The exercise:
In the Production Manager guide below, turn the paragraph that begins "The Production Manager provides a unified" into a short bulleted list that keeps its main facts.

Skip to the content.

Production Manager Guide

The Production Manager provides a unified, cohesive system for managing batch analysis productions in RDFAnalyzerCore. It handles job generation, submission, monitoring, validation, and failure recovery with state persistence to support resilient operations.

Table of Contents

Overview

The Production Manager is designed to address common challenges in large-scale batch analyses:

Features

Job Management

Submission Backends

Monitoring and Validation

Resilience

Quick Start

1. Create a Production

python core/python/production_submit.py \
    --name my_analysis \
    --config cfg/analysis_config.txt \
    --sample-config cfg/samples.txt \
    --exe build/analyses/MyAnalysis/myanalysis \
    --submit

This will:

  1. Discover input files from Rucio
  2. Generate job configurations
  3. Submit jobs to HTCondor
  4. Save state to condorSub_my_analysis/production_state.json

2. Monitor Progress

# Interactive monitoring with curses interface
python core/python/production_monitor.py monitor --name my_analysis

# Simple text-based monitoring
python core/python/production_monitor.py monitor --name my_analysis --simple

# One-time status check
python core/python/production_monitor.py status --name my_analysis

3. Validate Outputs

python core/python/production_monitor.py validate --name my_analysis

4. Resubmit Failed Jobs

python core/python/production_monitor.py resubmit --name my_analysis

Architecture

Components

production_manager.py          # Core ProductionManager class
├── ProductionConfig          # Configuration dataclass
├── Job                       # Job tracking dataclass
├── JobStatus                 # Job status enumeration
└── ProductionManager         # Main manager class

production_submit.py          # Production creation and submission
production_monitor.py         # Monitoring and management CLI
test_production_manager.py    # Test suite

State Management

Production state is persisted to production_state.json in the work directory:

{
  "production_name": "my_analysis",
  "timestamp": 1234567890.0,
  "jobs": {
    "0": {
      "job_id": 0,
      "config_path": "/path/to/config.txt",
      "output_path": "/path/to/output.root",
      "status": "completed",
      "condor_job_id": "12345.0",
      "submit_time": 1234567890.0,
      "attempts": 1
    }
  }
}

Job Lifecycle

CREATED → SUBMITTED → RUNNING → COMPLETED → VALIDATED
                          ↓
                       FAILED/MISSING_OUTPUT
                          ↓
                      (resubmit)

Usage Guide

Creating a Production

python core/python/production_submit.py \
    --name my_production \
    --config cfg/base_config.txt \
    --sample-config cfg/samples.txt \
    --exe /path/to/analyzer \
    --output-dir /eos/user/u/username/outputs \
    --size 30 \
    --backend htcondor \
    --stage-inputs \
    --stage-outputs \
    --submit

Options:

Option 2: Using ProductionManager API

from pathlib import Path
from production_manager import ProductionManager, ProductionConfig

# Create config
config = ProductionConfig(
    name="my_production",
    work_dir=Path("condorSub_my_production"),
    exe_path=Path("/path/to/analyzer"),
    base_config="cfg/config.txt",
    output_dir=Path("/eos/user/u/username/outputs"),
    backend="htcondor",
    stage_inputs=True,
    stage_outputs=True,
)

Outline labeling items
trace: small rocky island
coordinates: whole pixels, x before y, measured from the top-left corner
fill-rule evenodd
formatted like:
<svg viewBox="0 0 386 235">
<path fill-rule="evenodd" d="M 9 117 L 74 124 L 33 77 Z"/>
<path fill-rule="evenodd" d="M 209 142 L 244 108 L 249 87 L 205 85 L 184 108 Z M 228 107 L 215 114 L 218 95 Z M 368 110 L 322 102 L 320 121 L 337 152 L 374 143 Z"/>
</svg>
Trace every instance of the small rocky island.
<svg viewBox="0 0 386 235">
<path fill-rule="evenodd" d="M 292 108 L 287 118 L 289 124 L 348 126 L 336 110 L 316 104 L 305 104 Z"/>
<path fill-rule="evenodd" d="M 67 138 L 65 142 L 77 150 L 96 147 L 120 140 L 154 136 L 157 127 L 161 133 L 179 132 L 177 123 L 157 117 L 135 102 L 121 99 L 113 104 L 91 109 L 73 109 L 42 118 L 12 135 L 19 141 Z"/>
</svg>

* * *

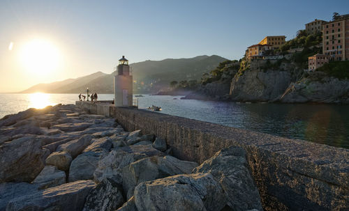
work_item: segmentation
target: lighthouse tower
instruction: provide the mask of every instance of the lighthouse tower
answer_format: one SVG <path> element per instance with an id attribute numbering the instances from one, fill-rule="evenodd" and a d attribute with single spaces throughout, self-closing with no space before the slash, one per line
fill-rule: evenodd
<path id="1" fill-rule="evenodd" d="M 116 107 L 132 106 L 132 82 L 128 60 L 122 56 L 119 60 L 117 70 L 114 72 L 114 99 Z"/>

Written reply:
- Gives one unified system for managing batch analysis productions in RDFAnalyzerCore
- Handles job generation, submission, monitoring, validation, and failure recovery
- Saves state so operations can be resilient